* START GIVEN TEXT *

Enter three sisters as thunder and lightning clash above. Their very presence inspires both fear and wonder of the unknown. William Shakespeare’s broad audience of commoners, merchants, and nobility all readily acknowledge their supernatural presence, the stuff of superstition. But what was Shakespeare’s intent for their appearance? What are they?
Imagine a smoking cauldron rising from the trapdoor of the Globe’s center stage as you hear echoes of thunder from the attics. Three bearded men cloaked in black rags and tattered capes slink onto the stage as they chant. It might be the middle of the afternoon, but Shakespeare has created an atmosphere of mystery and foreboding that is only perpetuated by the regular presence of these eerie figures throughout Macbeth.
Later editions call them the Weïrd Sisters, derived from the word wyrd meaning fate in Old English. That alone gives us pause. Are they meant to resemble the sisters of Fate in Greek myth or the three Norns of Scandinavian lore? If so, then they have the power to determine destiny. Like the three Norns, they boldly address Macbeth from the past, present, and future as he and Banquo return from battle:
All hail, Macbeth, hail to thee, Thane of Glamis. [past]
All hail, Macbeth, hail to thee, Thane of Cawdor [present]
All hail, Macbeth, that shalt be king hereafter! [future]. (1.3.39-50)
This appearance in Scene 3 seems to confirm their role as sisters of destiny “indued with knowledge of prophesie” as Holinshed describes. Albert H. Tolman asserts, however, that “the powerful conception of the three Fates is not maintained throughout the tragedy.” His analysis shows how their characters are a decided mix of the Fates and witches. They are not directly called witches in the play itself but always “the weird sisters” or “the weird women.” The few exceptions are when one of them tells of the circumstances under which a sailor’s wife said to her, “Aroint thee, witch!” (1.3.6) and when a “witches’ mummy” is mentioned among the many foul things thrown in their cauldron in Act IV.

* END GIVEN TEXT *

### STATED GOAL 1:
Return each line of the records that contains the string "trunk".
The text and the records have no connection to each other.

* START GIVEN DATA *

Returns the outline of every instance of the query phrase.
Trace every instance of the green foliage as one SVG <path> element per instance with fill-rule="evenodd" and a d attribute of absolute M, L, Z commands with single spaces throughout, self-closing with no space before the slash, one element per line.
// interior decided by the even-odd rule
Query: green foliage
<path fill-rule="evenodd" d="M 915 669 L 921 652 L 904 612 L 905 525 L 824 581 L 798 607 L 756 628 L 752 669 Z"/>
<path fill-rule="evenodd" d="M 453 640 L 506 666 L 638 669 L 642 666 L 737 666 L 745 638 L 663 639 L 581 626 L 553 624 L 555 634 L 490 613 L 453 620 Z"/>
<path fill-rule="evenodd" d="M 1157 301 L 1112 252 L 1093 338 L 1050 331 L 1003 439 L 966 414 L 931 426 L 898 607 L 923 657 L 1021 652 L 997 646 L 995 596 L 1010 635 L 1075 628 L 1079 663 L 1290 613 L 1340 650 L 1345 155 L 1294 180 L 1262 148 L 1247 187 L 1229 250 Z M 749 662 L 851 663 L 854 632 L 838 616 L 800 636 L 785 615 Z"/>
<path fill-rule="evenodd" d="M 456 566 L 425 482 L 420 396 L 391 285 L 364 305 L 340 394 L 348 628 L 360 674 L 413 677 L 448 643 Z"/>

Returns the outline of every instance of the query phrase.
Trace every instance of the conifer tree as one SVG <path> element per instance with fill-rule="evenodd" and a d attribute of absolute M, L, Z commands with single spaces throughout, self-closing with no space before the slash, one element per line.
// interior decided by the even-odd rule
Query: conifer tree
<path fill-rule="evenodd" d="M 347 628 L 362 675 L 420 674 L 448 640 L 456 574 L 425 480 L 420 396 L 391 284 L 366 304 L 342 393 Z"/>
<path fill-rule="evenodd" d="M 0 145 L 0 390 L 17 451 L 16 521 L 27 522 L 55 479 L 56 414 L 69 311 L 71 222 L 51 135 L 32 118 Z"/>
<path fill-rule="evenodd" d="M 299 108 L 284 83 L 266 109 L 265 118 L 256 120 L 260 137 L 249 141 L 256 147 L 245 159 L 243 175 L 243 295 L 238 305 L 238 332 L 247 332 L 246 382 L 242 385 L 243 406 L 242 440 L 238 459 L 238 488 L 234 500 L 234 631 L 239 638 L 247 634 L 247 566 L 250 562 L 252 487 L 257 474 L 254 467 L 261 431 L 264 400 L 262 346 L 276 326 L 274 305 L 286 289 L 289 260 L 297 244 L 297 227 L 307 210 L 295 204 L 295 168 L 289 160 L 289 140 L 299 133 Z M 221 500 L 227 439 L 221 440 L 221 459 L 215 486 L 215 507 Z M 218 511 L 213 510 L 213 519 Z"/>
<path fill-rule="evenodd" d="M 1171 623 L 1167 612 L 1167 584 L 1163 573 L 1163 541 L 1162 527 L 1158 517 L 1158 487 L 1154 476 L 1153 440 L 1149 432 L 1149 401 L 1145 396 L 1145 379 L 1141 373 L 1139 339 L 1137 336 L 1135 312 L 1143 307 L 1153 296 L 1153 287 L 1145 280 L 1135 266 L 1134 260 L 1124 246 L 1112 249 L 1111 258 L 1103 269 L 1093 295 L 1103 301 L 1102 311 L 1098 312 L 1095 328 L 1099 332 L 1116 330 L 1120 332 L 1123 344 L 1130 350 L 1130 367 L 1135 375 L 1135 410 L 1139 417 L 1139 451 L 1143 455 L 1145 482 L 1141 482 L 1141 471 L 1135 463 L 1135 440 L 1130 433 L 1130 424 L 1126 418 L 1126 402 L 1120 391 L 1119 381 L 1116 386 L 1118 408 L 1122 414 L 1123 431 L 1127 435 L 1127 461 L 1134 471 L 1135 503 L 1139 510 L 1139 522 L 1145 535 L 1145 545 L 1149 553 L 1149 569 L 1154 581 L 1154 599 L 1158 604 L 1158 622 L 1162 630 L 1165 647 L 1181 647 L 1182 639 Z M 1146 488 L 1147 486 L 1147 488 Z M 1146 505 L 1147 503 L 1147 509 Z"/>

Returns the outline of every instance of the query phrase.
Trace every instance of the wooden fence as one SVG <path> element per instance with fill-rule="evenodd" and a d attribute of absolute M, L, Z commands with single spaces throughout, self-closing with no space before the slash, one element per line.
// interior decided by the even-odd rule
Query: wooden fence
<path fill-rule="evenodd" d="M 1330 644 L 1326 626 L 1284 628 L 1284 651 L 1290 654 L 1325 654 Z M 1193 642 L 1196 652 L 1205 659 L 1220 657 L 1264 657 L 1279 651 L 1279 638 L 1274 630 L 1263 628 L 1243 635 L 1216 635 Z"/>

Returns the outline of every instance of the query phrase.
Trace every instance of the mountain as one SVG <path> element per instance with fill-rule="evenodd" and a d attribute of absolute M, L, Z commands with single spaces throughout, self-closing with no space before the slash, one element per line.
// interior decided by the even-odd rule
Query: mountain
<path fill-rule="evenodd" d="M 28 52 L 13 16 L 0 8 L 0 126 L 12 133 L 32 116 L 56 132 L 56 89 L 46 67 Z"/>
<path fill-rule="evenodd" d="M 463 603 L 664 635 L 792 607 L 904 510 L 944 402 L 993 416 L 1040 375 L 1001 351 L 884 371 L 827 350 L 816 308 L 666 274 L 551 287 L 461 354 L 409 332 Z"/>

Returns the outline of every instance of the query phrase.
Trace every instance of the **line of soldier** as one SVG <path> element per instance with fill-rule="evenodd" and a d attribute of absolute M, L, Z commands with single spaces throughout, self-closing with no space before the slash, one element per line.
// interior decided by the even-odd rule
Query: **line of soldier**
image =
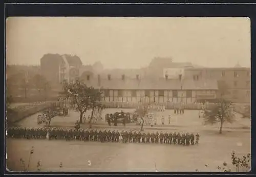
<path fill-rule="evenodd" d="M 164 143 L 183 145 L 198 144 L 200 136 L 198 133 L 180 134 L 179 132 L 163 133 L 161 132 L 144 132 L 140 131 L 118 130 L 111 131 L 106 129 L 101 131 L 97 129 L 60 128 L 26 128 L 11 127 L 7 129 L 8 136 L 14 138 L 48 139 L 49 140 L 81 140 L 84 141 L 98 141 L 100 143 L 112 142 L 123 143 Z M 196 140 L 195 140 L 196 138 Z M 195 142 L 195 140 L 196 142 Z"/>
<path fill-rule="evenodd" d="M 7 128 L 7 137 L 27 139 L 46 139 L 47 129 L 45 128 L 10 127 Z"/>

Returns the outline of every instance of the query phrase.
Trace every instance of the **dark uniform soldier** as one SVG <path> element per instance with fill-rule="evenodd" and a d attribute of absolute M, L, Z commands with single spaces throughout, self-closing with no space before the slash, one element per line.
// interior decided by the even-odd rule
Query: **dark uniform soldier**
<path fill-rule="evenodd" d="M 122 130 L 121 132 L 121 141 L 122 142 L 123 142 L 123 139 L 124 139 L 124 130 Z"/>
<path fill-rule="evenodd" d="M 172 132 L 169 133 L 169 135 L 168 135 L 168 143 L 172 144 L 173 143 L 173 134 Z"/>
<path fill-rule="evenodd" d="M 159 134 L 158 134 L 158 131 L 157 131 L 155 136 L 155 141 L 156 143 L 158 143 L 159 138 Z"/>
<path fill-rule="evenodd" d="M 193 134 L 193 133 L 191 133 L 190 135 L 190 143 L 191 145 L 194 145 L 195 144 L 195 135 Z"/>
<path fill-rule="evenodd" d="M 188 146 L 189 145 L 190 136 L 188 132 L 186 134 L 186 145 Z"/>
<path fill-rule="evenodd" d="M 113 130 L 111 134 L 111 139 L 112 140 L 112 142 L 114 142 L 116 141 L 116 132 L 114 130 Z"/>
<path fill-rule="evenodd" d="M 99 143 L 102 142 L 102 132 L 101 130 L 100 130 L 98 133 L 98 141 Z"/>
<path fill-rule="evenodd" d="M 175 132 L 173 134 L 173 138 L 174 139 L 173 142 L 173 144 L 177 144 L 177 135 L 176 135 L 176 133 Z"/>
<path fill-rule="evenodd" d="M 137 140 L 138 143 L 140 143 L 141 142 L 141 134 L 140 133 L 140 131 L 139 131 L 139 132 L 137 134 Z"/>
<path fill-rule="evenodd" d="M 137 143 L 137 132 L 134 131 L 133 135 L 133 141 L 134 143 Z"/>
<path fill-rule="evenodd" d="M 155 139 L 156 135 L 154 133 L 154 132 L 152 132 L 151 134 L 151 137 L 150 137 L 150 143 L 155 143 Z"/>
<path fill-rule="evenodd" d="M 86 131 L 84 133 L 84 141 L 89 141 L 89 136 L 90 136 L 89 131 L 88 131 L 88 129 L 87 128 L 86 129 Z"/>
<path fill-rule="evenodd" d="M 103 142 L 108 141 L 108 132 L 106 132 L 106 130 L 105 129 L 102 134 L 102 141 Z"/>
<path fill-rule="evenodd" d="M 181 136 L 181 144 L 183 146 L 185 145 L 185 139 L 186 139 L 186 136 L 185 134 L 183 132 L 182 135 Z"/>
<path fill-rule="evenodd" d="M 129 143 L 132 143 L 132 139 L 133 138 L 133 133 L 130 130 L 128 132 L 128 141 Z"/>
<path fill-rule="evenodd" d="M 163 134 L 163 131 L 161 131 L 159 135 L 160 141 L 161 144 L 163 143 L 164 137 L 164 135 Z"/>
<path fill-rule="evenodd" d="M 147 143 L 150 143 L 150 132 L 148 131 L 146 135 L 146 142 Z"/>
<path fill-rule="evenodd" d="M 197 133 L 197 135 L 196 135 L 196 137 L 197 138 L 197 140 L 196 140 L 196 144 L 198 144 L 199 142 L 199 137 L 200 137 L 199 134 L 198 133 Z"/>
<path fill-rule="evenodd" d="M 146 142 L 146 134 L 143 132 L 141 136 L 142 143 L 145 143 Z"/>
<path fill-rule="evenodd" d="M 117 131 L 116 132 L 116 142 L 117 143 L 119 142 L 119 137 L 120 137 L 120 134 L 118 132 L 118 130 L 117 130 Z"/>
<path fill-rule="evenodd" d="M 164 143 L 168 144 L 168 133 L 167 132 L 164 134 Z"/>
<path fill-rule="evenodd" d="M 127 131 L 124 131 L 124 133 L 123 134 L 124 135 L 124 139 L 123 139 L 123 143 L 126 143 L 127 142 L 127 139 L 128 137 L 128 132 Z"/>
<path fill-rule="evenodd" d="M 180 140 L 181 139 L 181 136 L 180 135 L 180 133 L 179 132 L 177 134 L 177 138 L 178 140 L 178 144 L 180 145 Z"/>
<path fill-rule="evenodd" d="M 94 141 L 98 141 L 98 136 L 99 135 L 99 133 L 98 132 L 98 131 L 97 130 L 95 130 L 94 131 Z"/>
<path fill-rule="evenodd" d="M 107 137 L 108 142 L 111 142 L 111 131 L 110 131 L 110 130 L 108 131 Z"/>

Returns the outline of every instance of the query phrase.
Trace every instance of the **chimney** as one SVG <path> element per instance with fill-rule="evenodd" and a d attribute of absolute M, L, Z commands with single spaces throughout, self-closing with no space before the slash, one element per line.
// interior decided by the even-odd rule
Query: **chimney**
<path fill-rule="evenodd" d="M 181 74 L 179 75 L 179 80 L 181 80 L 182 75 Z"/>
<path fill-rule="evenodd" d="M 100 75 L 99 74 L 98 75 L 98 85 L 100 86 Z"/>
<path fill-rule="evenodd" d="M 137 80 L 139 80 L 140 79 L 140 75 L 137 74 L 136 75 L 136 79 Z"/>

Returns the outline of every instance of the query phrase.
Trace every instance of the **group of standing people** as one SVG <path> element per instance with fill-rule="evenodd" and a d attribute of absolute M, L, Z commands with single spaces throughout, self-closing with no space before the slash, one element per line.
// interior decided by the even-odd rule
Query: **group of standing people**
<path fill-rule="evenodd" d="M 94 141 L 100 143 L 116 142 L 123 143 L 154 143 L 189 145 L 199 143 L 198 133 L 163 132 L 158 131 L 141 132 L 137 131 L 76 129 L 67 128 L 10 127 L 7 129 L 8 137 L 28 139 L 63 140 Z"/>

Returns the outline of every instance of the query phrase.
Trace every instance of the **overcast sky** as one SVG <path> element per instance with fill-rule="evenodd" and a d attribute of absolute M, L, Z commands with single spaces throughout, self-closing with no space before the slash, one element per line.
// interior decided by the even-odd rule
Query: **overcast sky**
<path fill-rule="evenodd" d="M 58 53 L 105 68 L 139 68 L 155 57 L 250 67 L 250 26 L 249 18 L 234 17 L 11 17 L 6 60 L 39 65 L 44 54 Z"/>

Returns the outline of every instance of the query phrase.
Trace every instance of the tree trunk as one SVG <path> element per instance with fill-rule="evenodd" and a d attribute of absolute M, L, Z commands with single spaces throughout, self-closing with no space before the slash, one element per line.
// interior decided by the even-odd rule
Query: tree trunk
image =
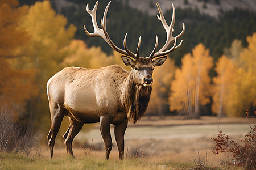
<path fill-rule="evenodd" d="M 198 65 L 197 74 L 196 76 L 196 87 L 195 92 L 195 118 L 199 118 L 199 87 L 200 84 L 201 61 Z"/>
<path fill-rule="evenodd" d="M 222 110 L 223 110 L 223 96 L 224 93 L 224 84 L 222 83 L 221 85 L 221 90 L 220 91 L 220 104 L 218 105 L 218 117 L 222 117 Z"/>

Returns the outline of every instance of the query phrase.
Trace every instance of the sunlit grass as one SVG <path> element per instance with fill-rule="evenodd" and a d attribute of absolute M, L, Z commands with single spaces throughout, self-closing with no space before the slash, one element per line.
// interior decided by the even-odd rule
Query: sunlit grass
<path fill-rule="evenodd" d="M 131 157 L 119 161 L 117 159 L 106 160 L 93 156 L 76 159 L 65 156 L 50 159 L 20 154 L 0 154 L 0 169 L 188 169 L 197 166 L 189 162 L 158 162 L 148 158 Z"/>

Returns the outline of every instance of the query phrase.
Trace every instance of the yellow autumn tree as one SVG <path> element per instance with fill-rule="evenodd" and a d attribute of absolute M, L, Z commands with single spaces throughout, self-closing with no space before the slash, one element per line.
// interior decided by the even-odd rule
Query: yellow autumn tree
<path fill-rule="evenodd" d="M 256 33 L 246 40 L 248 46 L 240 53 L 237 63 L 239 67 L 232 87 L 228 116 L 243 117 L 246 109 L 256 109 Z"/>
<path fill-rule="evenodd" d="M 234 79 L 237 76 L 237 66 L 223 55 L 216 63 L 215 71 L 217 75 L 213 78 L 213 103 L 212 109 L 219 118 L 229 113 L 228 106 L 232 98 L 230 94 Z"/>
<path fill-rule="evenodd" d="M 20 57 L 15 49 L 26 44 L 30 36 L 19 29 L 21 18 L 26 14 L 26 7 L 18 7 L 16 0 L 0 1 L 0 103 L 20 110 L 24 102 L 36 94 L 34 84 L 35 70 L 13 67 L 11 60 Z"/>
<path fill-rule="evenodd" d="M 122 62 L 120 53 L 113 50 L 112 55 L 108 56 L 100 47 L 88 48 L 82 40 L 73 40 L 64 51 L 68 55 L 62 63 L 63 67 L 96 69 L 118 64 L 127 70 L 130 69 Z"/>
<path fill-rule="evenodd" d="M 199 117 L 199 107 L 210 102 L 210 78 L 213 66 L 209 50 L 199 44 L 192 53 L 184 56 L 181 67 L 176 71 L 169 97 L 170 109 L 185 111 L 188 118 Z"/>
<path fill-rule="evenodd" d="M 168 94 L 175 69 L 174 61 L 168 58 L 163 65 L 154 70 L 152 92 L 147 114 L 163 116 L 168 110 Z"/>
<path fill-rule="evenodd" d="M 16 50 L 22 57 L 13 63 L 20 69 L 37 70 L 35 82 L 39 93 L 27 101 L 27 112 L 37 126 L 43 122 L 50 123 L 46 86 L 49 78 L 63 69 L 61 63 L 68 55 L 64 49 L 73 40 L 76 28 L 67 25 L 67 19 L 55 12 L 49 1 L 44 1 L 29 7 L 19 27 L 28 33 L 30 39 Z"/>

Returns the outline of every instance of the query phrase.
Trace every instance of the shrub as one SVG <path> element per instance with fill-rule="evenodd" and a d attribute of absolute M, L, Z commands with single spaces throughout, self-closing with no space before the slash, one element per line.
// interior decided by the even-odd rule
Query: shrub
<path fill-rule="evenodd" d="M 248 110 L 246 109 L 249 118 Z M 256 115 L 256 111 L 254 112 Z M 254 116 L 253 116 L 254 117 Z M 223 133 L 218 129 L 219 133 L 215 138 L 215 148 L 213 152 L 218 154 L 222 152 L 232 152 L 233 154 L 232 163 L 229 164 L 237 166 L 245 167 L 249 169 L 256 169 L 256 124 L 253 125 L 249 124 L 251 130 L 245 136 L 243 139 L 241 140 L 243 145 L 238 144 L 230 137 Z"/>
<path fill-rule="evenodd" d="M 14 110 L 7 106 L 0 107 L 0 152 L 24 152 L 38 151 L 41 135 L 14 121 Z"/>

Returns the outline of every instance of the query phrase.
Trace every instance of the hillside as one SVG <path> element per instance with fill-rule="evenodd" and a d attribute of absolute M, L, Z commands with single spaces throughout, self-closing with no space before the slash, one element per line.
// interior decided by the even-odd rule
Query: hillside
<path fill-rule="evenodd" d="M 73 2 L 86 5 L 86 3 L 83 1 L 53 0 L 52 1 L 55 3 L 59 12 L 61 11 L 63 7 L 71 6 L 73 6 L 77 8 L 79 5 Z M 118 0 L 118 1 L 122 2 L 123 5 L 128 4 L 130 7 L 139 10 L 149 15 L 155 15 L 158 14 L 157 10 L 155 10 L 156 7 L 155 0 Z M 254 0 L 158 0 L 157 1 L 161 5 L 164 13 L 171 9 L 171 3 L 174 3 L 176 8 L 198 9 L 200 14 L 207 14 L 216 18 L 218 18 L 221 12 L 233 10 L 235 8 L 256 13 L 256 1 Z"/>
<path fill-rule="evenodd" d="M 141 11 L 147 13 L 150 15 L 156 15 L 158 11 L 152 10 L 155 8 L 155 1 L 153 0 L 129 0 L 129 6 Z M 181 9 L 198 9 L 201 14 L 208 14 L 211 16 L 217 18 L 220 11 L 226 12 L 233 10 L 235 8 L 247 10 L 256 12 L 256 1 L 253 0 L 158 0 L 162 7 L 163 12 L 171 8 L 172 3 L 176 8 Z M 123 1 L 123 2 L 125 2 Z"/>

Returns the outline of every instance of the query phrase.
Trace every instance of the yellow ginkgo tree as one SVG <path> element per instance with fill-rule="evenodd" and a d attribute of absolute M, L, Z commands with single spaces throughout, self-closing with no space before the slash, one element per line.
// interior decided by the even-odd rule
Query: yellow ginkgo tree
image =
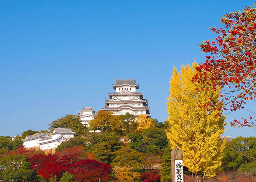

* END GIVEN DATA *

### STATED GOAL 2:
According to the passage on Macbeth, which Old English word gave the Weïrd Sisters their name, and what does that word mean?

### SOLUTION 1:
Trace every instance of the tree trunk as one SVG <path> element per instance with fill-rule="evenodd" and a d attribute of absolute M, L, Z commands with single spaces throughout, self-closing with no space before the slash, one element per line.
Query: tree trunk

### SOLUTION 2:
The word is wyrd, which means fate.